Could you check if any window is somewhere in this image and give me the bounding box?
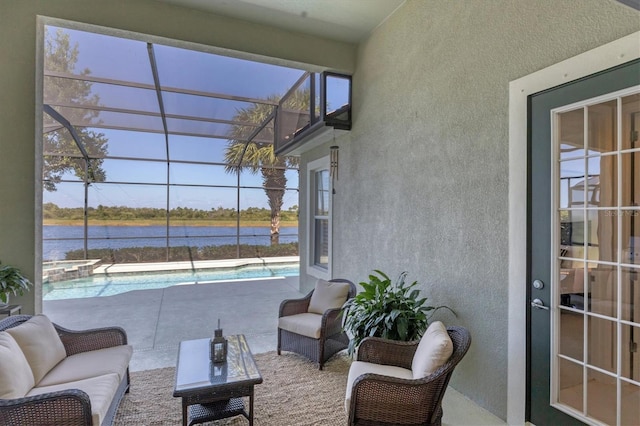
[308,157,331,278]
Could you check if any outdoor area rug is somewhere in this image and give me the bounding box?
[114,352,351,426]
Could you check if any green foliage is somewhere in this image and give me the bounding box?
[42,29,108,191]
[0,262,32,303]
[65,243,298,263]
[342,269,455,354]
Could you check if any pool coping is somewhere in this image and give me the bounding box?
[93,256,300,275]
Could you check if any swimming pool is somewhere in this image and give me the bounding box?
[42,263,300,300]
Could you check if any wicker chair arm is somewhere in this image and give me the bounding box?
[321,308,342,336]
[0,389,93,426]
[55,325,127,356]
[358,337,419,370]
[349,373,438,424]
[278,291,313,318]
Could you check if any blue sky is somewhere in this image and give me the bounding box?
[44,27,303,210]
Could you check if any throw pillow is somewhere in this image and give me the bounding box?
[307,280,349,315]
[7,315,67,384]
[0,331,35,399]
[411,321,453,379]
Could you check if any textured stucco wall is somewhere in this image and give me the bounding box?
[301,0,640,418]
[0,0,355,313]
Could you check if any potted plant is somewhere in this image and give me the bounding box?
[342,269,455,355]
[0,262,32,306]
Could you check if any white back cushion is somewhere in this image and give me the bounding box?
[307,280,349,315]
[0,331,35,399]
[411,321,453,379]
[7,315,67,384]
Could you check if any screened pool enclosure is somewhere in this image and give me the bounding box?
[42,26,320,263]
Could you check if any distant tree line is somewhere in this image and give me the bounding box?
[42,203,298,222]
[65,243,298,263]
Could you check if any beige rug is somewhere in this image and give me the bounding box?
[115,352,351,426]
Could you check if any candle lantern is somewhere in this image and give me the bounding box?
[209,319,227,363]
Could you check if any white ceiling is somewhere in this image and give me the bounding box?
[152,0,405,43]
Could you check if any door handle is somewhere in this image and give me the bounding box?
[531,299,549,311]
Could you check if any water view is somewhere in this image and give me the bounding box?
[42,225,298,261]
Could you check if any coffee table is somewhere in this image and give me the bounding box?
[173,334,262,426]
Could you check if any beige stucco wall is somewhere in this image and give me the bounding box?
[0,0,355,313]
[301,0,640,418]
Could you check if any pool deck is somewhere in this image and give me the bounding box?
[43,272,506,426]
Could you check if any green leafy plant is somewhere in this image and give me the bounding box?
[0,262,33,304]
[342,269,455,355]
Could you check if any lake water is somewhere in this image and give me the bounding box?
[42,225,298,260]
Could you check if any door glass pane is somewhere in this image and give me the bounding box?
[314,219,329,268]
[587,99,618,153]
[558,359,584,411]
[560,310,584,361]
[587,368,618,425]
[560,159,585,208]
[587,265,618,318]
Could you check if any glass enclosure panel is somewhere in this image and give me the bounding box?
[169,135,227,164]
[586,210,618,262]
[313,219,329,268]
[587,368,618,425]
[559,310,584,361]
[560,159,586,208]
[557,108,585,160]
[620,267,640,322]
[620,320,640,382]
[620,382,640,425]
[587,316,618,373]
[588,265,618,318]
[558,358,584,411]
[587,99,618,154]
[314,170,329,216]
[169,163,238,187]
[99,129,167,160]
[559,261,585,309]
[326,75,351,114]
[102,159,167,184]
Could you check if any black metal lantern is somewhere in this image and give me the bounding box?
[209,319,227,363]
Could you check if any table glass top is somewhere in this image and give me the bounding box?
[174,334,262,396]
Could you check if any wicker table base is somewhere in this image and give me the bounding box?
[189,398,249,426]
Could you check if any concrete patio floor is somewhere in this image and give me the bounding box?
[43,277,506,426]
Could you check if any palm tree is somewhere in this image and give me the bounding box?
[225,90,309,245]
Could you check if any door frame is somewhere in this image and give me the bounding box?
[507,31,640,425]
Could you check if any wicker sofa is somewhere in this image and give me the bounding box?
[0,315,133,426]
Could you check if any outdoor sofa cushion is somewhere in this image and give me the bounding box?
[7,315,67,384]
[27,373,120,425]
[278,312,322,339]
[344,361,413,413]
[0,331,34,399]
[411,321,453,379]
[307,280,349,315]
[38,345,133,387]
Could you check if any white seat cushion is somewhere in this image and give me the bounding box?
[411,321,453,379]
[0,331,35,399]
[7,315,67,385]
[278,312,322,339]
[27,373,120,425]
[344,361,413,413]
[307,280,349,315]
[38,345,133,386]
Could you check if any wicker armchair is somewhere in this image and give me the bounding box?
[345,327,471,426]
[0,315,129,426]
[278,279,356,370]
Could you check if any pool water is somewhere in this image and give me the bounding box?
[43,263,300,300]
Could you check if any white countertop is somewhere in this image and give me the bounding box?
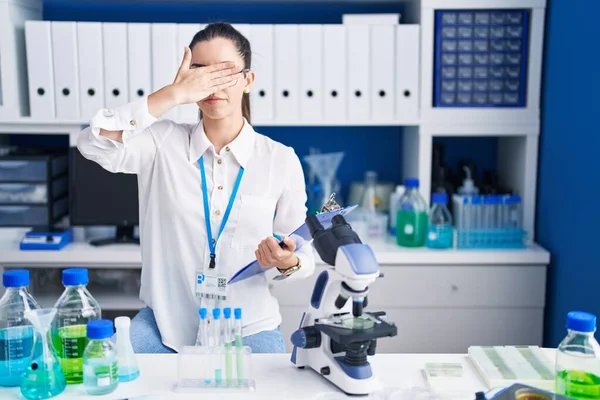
[0,354,488,400]
[0,229,550,268]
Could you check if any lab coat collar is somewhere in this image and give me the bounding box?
[189,118,256,168]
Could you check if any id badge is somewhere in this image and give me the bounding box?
[196,272,227,300]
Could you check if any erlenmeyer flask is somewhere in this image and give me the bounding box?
[21,308,67,400]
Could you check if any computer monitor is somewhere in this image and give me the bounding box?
[69,147,140,246]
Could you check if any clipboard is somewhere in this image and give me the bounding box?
[228,204,358,284]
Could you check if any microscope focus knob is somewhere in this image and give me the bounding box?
[291,326,321,349]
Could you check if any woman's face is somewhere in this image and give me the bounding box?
[192,38,254,119]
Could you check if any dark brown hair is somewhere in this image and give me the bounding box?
[190,22,252,122]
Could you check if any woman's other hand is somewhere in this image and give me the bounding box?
[254,237,298,269]
[171,47,240,105]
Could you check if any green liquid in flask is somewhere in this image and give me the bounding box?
[556,370,600,400]
[52,325,88,384]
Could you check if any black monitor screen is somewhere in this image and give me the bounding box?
[69,147,139,238]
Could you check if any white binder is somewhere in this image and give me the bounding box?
[250,25,275,121]
[173,24,200,123]
[152,23,177,121]
[102,22,129,108]
[274,25,300,121]
[395,25,420,121]
[77,22,104,121]
[127,23,152,101]
[371,25,396,121]
[300,25,323,121]
[346,25,371,121]
[323,25,348,121]
[25,21,55,120]
[50,21,79,120]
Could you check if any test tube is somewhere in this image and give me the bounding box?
[469,196,483,247]
[233,308,244,384]
[212,308,222,385]
[223,307,233,384]
[196,307,210,346]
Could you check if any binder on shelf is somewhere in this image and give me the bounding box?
[77,22,104,121]
[25,21,56,120]
[274,24,300,121]
[50,21,79,120]
[151,23,177,120]
[370,25,396,121]
[323,24,348,121]
[127,23,152,101]
[250,25,275,121]
[173,24,200,123]
[102,22,129,108]
[299,25,323,121]
[395,25,420,121]
[346,25,371,121]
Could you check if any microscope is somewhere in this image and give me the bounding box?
[291,215,397,395]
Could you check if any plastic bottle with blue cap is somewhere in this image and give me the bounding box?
[115,317,140,382]
[52,268,102,384]
[555,311,600,399]
[196,307,210,346]
[0,270,40,386]
[83,319,119,395]
[396,178,428,247]
[426,193,454,249]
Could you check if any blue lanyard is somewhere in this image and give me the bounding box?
[198,157,244,269]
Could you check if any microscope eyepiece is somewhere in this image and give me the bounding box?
[335,294,348,310]
[352,299,363,317]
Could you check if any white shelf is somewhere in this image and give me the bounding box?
[34,290,144,311]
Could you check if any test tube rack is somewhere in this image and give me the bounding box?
[174,344,256,393]
[452,195,528,249]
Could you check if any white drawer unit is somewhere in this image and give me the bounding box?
[272,264,546,353]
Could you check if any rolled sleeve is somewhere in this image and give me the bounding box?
[273,148,315,282]
[90,97,157,148]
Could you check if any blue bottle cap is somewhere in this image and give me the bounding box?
[404,178,419,189]
[431,193,448,204]
[2,269,29,288]
[567,311,596,333]
[87,319,115,340]
[62,268,89,286]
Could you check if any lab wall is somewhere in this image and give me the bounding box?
[39,0,496,203]
[536,0,600,346]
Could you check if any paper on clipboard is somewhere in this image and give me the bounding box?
[229,205,358,284]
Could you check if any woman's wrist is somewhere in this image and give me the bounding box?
[148,84,181,118]
[277,254,300,271]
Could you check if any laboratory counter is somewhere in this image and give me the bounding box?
[0,354,488,400]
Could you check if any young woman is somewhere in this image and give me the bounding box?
[77,24,314,353]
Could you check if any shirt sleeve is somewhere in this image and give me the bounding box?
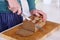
[27,0,36,11]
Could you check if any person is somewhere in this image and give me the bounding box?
[0,0,46,32]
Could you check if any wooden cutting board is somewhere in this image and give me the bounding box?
[3,21,60,40]
[0,34,16,40]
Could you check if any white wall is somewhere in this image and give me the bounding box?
[36,0,60,23]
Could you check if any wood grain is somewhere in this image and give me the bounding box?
[3,21,59,40]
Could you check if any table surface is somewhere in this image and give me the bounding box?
[0,34,16,40]
[3,21,59,40]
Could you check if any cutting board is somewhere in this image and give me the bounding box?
[0,34,16,40]
[3,21,60,40]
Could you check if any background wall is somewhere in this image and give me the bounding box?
[36,0,60,23]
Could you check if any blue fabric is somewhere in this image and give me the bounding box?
[0,12,23,32]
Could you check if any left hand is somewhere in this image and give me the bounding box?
[31,9,47,22]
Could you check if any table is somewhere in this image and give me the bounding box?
[3,21,60,40]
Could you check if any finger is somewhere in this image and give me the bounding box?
[35,13,40,17]
[17,9,21,15]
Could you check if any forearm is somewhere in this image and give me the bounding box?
[27,0,36,11]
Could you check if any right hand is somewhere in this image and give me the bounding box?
[7,0,21,15]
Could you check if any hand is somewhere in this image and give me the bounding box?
[31,10,47,22]
[7,0,21,15]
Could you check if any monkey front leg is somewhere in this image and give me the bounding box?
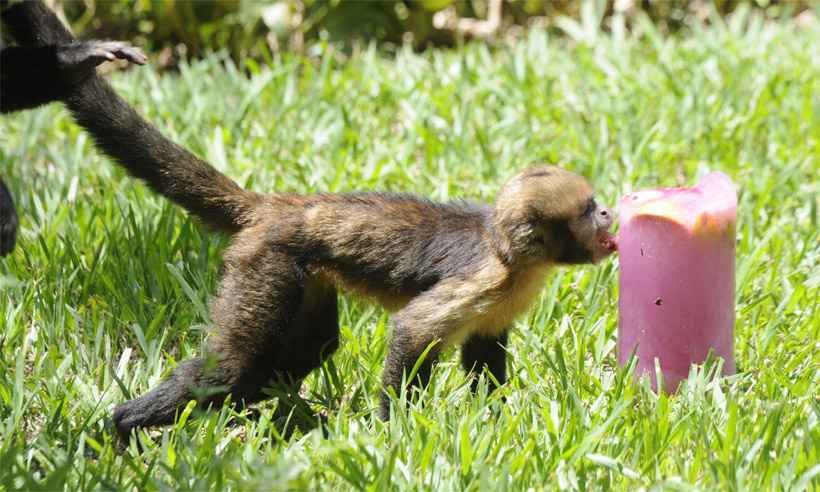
[379,318,441,420]
[461,331,507,392]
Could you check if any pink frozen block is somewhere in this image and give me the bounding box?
[618,172,737,392]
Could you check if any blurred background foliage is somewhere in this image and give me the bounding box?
[52,0,820,65]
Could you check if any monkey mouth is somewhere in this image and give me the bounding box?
[598,231,618,254]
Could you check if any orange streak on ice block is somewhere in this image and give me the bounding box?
[618,172,737,391]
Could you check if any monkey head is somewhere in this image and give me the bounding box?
[491,166,617,264]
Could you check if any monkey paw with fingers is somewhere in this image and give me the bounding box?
[57,40,148,80]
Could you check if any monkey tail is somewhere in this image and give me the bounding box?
[65,76,261,233]
[0,1,261,233]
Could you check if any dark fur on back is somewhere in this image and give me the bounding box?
[8,0,611,438]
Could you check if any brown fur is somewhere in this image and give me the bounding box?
[14,0,612,436]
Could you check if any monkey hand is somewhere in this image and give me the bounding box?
[57,40,148,82]
[0,180,17,256]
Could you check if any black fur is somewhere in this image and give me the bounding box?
[0,179,17,256]
[0,1,145,256]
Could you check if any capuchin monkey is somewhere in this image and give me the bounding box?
[12,0,615,439]
[0,0,146,256]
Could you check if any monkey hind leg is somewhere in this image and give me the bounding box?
[114,251,338,437]
[0,179,18,256]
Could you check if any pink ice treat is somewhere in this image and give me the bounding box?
[618,172,737,392]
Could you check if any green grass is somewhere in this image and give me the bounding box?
[0,8,820,490]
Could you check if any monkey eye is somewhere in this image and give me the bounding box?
[581,198,598,217]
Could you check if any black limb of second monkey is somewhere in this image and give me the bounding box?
[0,1,146,256]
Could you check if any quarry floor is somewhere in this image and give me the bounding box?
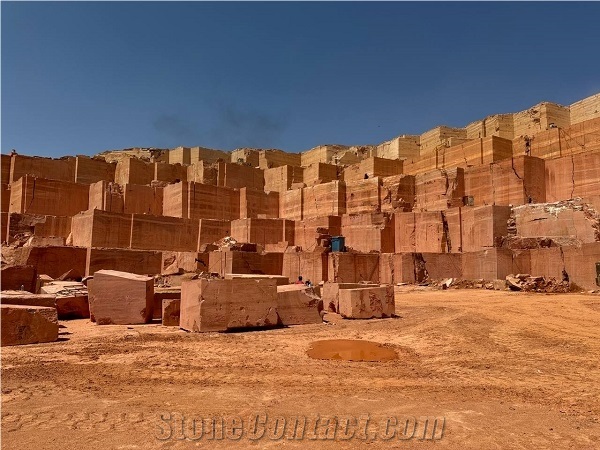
[2,288,600,450]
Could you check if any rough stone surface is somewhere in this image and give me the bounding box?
[0,304,58,347]
[277,284,323,325]
[339,286,395,319]
[179,279,279,332]
[88,270,154,325]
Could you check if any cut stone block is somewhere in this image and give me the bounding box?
[40,281,90,320]
[0,305,58,347]
[162,298,181,327]
[88,270,154,325]
[339,286,396,319]
[208,251,284,276]
[0,290,56,308]
[179,279,279,332]
[277,284,323,325]
[0,264,36,292]
[224,273,290,286]
[327,253,379,283]
[152,287,181,325]
[321,282,379,312]
[85,248,162,276]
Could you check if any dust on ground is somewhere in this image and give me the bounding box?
[2,288,600,450]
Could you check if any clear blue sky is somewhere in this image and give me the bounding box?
[1,2,600,156]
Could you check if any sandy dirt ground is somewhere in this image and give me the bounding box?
[2,288,600,450]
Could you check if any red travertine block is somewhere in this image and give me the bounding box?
[344,178,381,215]
[413,253,464,282]
[481,136,513,164]
[168,147,229,164]
[563,242,600,290]
[327,253,379,283]
[0,212,8,242]
[379,253,396,284]
[208,251,284,276]
[279,189,304,220]
[75,155,117,184]
[261,165,304,192]
[294,216,342,252]
[85,248,162,276]
[465,164,495,206]
[13,246,86,278]
[465,156,546,206]
[415,168,465,210]
[513,118,600,159]
[282,252,327,285]
[512,249,532,274]
[490,156,546,205]
[0,305,58,347]
[258,149,301,170]
[231,148,259,167]
[130,214,199,252]
[414,211,448,253]
[441,207,464,253]
[546,151,600,202]
[8,155,75,183]
[277,284,323,326]
[40,281,90,320]
[179,279,279,332]
[462,248,514,280]
[163,182,240,220]
[89,181,124,213]
[3,213,71,243]
[197,219,231,246]
[342,213,395,253]
[231,219,294,245]
[240,187,278,219]
[0,265,36,292]
[302,181,346,219]
[187,161,218,186]
[339,286,396,319]
[321,281,379,313]
[152,287,181,325]
[224,273,290,286]
[218,162,265,191]
[375,135,421,159]
[419,126,467,155]
[33,216,71,239]
[402,151,437,175]
[88,270,154,325]
[394,212,416,253]
[9,175,89,216]
[71,209,133,248]
[154,162,188,183]
[436,138,486,169]
[303,162,341,186]
[0,153,12,185]
[161,251,209,275]
[393,253,418,283]
[162,293,181,327]
[379,175,415,212]
[513,201,600,243]
[115,158,154,186]
[123,184,163,216]
[0,179,10,212]
[460,206,511,252]
[0,290,56,309]
[524,247,568,280]
[344,156,404,182]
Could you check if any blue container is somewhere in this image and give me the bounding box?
[331,236,346,252]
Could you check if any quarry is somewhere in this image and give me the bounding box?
[0,94,600,449]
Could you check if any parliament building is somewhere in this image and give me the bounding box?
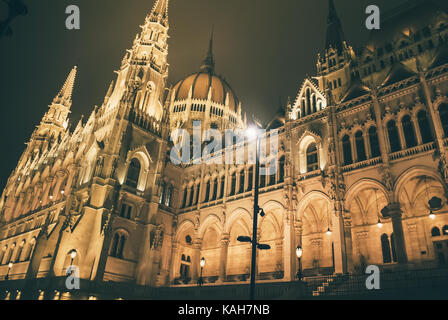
[0,0,448,299]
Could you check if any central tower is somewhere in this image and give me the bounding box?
[107,0,169,121]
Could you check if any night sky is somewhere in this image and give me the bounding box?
[0,0,442,188]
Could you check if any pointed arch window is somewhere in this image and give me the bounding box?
[182,188,188,208]
[401,115,417,148]
[390,233,398,262]
[219,177,225,199]
[159,181,166,204]
[369,126,380,158]
[381,234,392,263]
[417,110,434,143]
[238,169,246,193]
[204,180,210,202]
[442,225,448,236]
[342,135,353,165]
[165,185,173,207]
[306,143,319,172]
[126,158,141,188]
[278,156,285,183]
[439,103,448,138]
[229,172,236,196]
[212,178,218,200]
[387,120,401,152]
[431,227,440,237]
[355,130,367,161]
[247,167,254,191]
[188,185,195,207]
[109,233,126,259]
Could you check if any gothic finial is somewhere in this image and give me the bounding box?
[201,26,215,73]
[53,66,77,107]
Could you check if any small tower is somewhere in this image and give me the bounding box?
[316,0,355,101]
[107,0,169,120]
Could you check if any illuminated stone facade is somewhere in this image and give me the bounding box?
[0,0,448,286]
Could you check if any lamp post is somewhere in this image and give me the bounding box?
[67,249,77,273]
[198,257,205,287]
[5,262,14,280]
[247,128,260,300]
[296,245,303,282]
[237,128,271,300]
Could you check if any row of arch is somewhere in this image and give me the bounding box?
[0,238,36,265]
[182,156,285,208]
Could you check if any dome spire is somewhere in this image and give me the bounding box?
[325,0,345,52]
[201,26,215,73]
[53,66,77,107]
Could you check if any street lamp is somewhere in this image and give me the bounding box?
[67,249,77,274]
[296,245,303,281]
[5,262,14,280]
[198,257,205,286]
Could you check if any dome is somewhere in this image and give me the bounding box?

__Exercise requirements__: Recast everything from the start of the rows down to the line containing "[93,256,300,275]" as a Markdown table with the columns Index and Content, one line per table row. Skip blank lines and leave out the pictures.

__Output of the exercise__:
| Index | Content |
|---|---|
| 1 | Could you check if any window is somewhere in this image and give me the bounding box? |
| 2 | [308,157,331,278] |
| 3 | Could you check if any outdoor area rug is somewhere in this image and give me the bounding box? |
| 4 | [114,352,351,426] |
| 5 | Could you check if any green foliage is somewhere in this image and give me the bounding box? |
| 6 | [42,29,108,191] |
| 7 | [0,262,32,303] |
| 8 | [65,243,298,263] |
| 9 | [342,269,455,354] |
| 10 | Could you check if any pool coping is somewhere in this image and give me the bounding box? |
| 11 | [93,256,300,275] |